- Task item -
Begin with the line holding "One keypoint belongs to every instance. Tag the green", then print every line after it through the end of the data, exactly and with nothing added.

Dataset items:

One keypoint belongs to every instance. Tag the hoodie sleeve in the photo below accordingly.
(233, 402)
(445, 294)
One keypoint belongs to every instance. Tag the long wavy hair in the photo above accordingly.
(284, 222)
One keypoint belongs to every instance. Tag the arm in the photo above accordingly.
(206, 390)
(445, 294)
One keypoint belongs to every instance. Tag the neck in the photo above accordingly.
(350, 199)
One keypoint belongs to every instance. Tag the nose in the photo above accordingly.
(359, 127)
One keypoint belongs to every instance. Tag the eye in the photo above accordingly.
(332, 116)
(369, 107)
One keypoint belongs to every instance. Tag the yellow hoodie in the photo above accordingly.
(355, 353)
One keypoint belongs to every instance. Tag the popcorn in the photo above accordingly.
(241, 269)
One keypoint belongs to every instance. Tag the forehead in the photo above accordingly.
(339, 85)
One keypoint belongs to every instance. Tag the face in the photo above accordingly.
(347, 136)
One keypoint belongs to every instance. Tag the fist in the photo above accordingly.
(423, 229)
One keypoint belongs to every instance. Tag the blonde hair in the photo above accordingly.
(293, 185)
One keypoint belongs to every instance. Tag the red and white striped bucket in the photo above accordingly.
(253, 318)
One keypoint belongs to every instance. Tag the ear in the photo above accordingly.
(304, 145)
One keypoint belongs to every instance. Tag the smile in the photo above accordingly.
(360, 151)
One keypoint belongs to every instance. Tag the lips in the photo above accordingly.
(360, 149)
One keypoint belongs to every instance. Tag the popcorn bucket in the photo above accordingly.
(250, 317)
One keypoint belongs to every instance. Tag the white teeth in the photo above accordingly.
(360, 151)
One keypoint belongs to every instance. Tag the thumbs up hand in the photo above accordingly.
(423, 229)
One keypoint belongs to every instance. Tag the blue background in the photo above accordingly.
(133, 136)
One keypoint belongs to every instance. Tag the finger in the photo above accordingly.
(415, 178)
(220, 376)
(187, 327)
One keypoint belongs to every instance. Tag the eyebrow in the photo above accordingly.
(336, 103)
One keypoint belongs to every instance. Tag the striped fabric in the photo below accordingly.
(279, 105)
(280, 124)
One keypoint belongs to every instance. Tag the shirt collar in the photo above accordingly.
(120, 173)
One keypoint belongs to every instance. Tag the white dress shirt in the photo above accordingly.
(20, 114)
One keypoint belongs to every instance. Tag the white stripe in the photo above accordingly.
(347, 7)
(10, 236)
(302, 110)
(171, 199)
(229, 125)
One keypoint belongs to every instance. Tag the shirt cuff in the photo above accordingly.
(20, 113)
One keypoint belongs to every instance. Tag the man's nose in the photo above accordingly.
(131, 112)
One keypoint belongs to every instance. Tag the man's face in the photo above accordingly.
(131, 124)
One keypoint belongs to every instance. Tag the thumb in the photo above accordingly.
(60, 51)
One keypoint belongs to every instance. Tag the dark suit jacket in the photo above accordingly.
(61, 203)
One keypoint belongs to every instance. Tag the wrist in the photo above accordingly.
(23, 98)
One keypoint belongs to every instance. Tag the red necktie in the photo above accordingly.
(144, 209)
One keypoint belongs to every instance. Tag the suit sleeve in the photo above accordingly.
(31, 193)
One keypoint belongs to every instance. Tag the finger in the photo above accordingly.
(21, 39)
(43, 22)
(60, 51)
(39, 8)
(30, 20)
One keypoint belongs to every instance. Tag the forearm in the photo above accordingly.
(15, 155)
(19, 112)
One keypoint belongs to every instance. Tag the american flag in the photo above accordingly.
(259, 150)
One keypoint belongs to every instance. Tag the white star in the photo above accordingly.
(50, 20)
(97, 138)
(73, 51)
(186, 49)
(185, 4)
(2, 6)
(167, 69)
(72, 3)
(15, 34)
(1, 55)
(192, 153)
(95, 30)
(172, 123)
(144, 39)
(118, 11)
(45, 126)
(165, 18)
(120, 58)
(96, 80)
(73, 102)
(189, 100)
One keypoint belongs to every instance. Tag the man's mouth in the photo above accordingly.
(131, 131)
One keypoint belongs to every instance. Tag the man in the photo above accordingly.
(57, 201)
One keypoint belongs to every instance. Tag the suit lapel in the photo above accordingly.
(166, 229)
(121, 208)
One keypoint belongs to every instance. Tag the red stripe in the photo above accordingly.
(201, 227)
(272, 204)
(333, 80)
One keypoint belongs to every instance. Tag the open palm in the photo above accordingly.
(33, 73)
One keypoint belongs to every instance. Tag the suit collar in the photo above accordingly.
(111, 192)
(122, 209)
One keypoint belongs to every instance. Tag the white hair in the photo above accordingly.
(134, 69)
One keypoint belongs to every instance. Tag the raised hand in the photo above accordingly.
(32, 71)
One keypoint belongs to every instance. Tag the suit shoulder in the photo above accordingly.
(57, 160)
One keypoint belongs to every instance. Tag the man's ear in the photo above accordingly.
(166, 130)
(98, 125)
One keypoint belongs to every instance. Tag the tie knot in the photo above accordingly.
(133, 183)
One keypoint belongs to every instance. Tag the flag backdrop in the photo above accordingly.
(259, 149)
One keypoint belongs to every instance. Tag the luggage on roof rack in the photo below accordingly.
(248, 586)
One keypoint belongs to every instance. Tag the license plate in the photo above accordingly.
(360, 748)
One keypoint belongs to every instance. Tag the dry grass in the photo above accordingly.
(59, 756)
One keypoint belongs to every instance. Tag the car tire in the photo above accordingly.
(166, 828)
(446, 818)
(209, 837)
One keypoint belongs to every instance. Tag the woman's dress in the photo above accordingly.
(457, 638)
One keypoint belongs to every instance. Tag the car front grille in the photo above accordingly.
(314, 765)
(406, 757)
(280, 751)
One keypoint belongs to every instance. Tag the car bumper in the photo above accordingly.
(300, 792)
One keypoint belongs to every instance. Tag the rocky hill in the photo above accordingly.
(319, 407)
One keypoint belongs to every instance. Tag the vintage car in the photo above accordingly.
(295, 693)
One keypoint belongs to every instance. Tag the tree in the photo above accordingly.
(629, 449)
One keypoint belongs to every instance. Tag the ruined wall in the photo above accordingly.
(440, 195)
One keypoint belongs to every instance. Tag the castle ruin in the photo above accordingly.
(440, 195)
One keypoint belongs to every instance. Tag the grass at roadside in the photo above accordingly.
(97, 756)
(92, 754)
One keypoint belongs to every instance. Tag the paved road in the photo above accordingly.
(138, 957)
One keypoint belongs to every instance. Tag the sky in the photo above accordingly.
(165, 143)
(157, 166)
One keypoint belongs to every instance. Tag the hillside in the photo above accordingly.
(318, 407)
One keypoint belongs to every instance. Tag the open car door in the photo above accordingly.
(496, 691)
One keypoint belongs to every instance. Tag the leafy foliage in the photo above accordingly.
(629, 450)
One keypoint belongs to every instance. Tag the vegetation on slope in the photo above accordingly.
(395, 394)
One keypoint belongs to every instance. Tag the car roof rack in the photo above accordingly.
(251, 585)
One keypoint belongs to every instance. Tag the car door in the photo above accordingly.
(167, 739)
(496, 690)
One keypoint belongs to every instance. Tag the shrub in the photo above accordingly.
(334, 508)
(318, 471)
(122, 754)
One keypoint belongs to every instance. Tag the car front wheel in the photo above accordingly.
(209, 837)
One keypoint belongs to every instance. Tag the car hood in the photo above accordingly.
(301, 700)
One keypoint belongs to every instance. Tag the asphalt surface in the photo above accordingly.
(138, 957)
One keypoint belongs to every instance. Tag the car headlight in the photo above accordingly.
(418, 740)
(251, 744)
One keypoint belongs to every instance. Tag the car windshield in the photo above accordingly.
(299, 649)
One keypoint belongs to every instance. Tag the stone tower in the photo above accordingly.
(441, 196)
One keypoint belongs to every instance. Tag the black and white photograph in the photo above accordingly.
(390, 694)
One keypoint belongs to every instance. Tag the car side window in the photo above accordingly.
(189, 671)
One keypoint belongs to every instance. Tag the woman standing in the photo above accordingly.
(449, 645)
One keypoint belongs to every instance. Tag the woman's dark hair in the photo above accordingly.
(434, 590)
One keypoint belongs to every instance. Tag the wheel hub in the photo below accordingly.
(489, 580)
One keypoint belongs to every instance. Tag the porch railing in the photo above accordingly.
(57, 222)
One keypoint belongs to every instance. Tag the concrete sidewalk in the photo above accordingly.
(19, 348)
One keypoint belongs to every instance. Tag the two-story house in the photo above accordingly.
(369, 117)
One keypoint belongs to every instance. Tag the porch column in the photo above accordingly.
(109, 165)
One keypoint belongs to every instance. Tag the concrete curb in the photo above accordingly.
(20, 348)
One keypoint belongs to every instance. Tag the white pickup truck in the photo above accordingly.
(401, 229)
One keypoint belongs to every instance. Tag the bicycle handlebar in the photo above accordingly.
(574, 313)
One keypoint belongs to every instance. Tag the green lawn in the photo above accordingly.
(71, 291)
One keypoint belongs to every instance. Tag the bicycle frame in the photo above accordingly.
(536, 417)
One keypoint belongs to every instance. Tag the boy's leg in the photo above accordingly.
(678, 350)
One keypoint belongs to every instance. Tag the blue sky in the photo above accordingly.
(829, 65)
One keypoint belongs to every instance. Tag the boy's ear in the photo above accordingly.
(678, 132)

- Solved problem -
One keypoint belongs to every instance. Tag the green lawn in the photo above accordingly.
(71, 291)
One keypoint belongs to every instance. Tag the bicycle frame in the photo above accordingly.
(536, 417)
One keypoint belongs to every instance. Tag the boy's leg in the photo above accordingly.
(678, 350)
One keypoint belongs to every instance. Tag the blue sky in the photo above accordingly.
(829, 65)
One keypoint belongs to every instance. Tag the boy's ear in the photo above accordingly.
(678, 132)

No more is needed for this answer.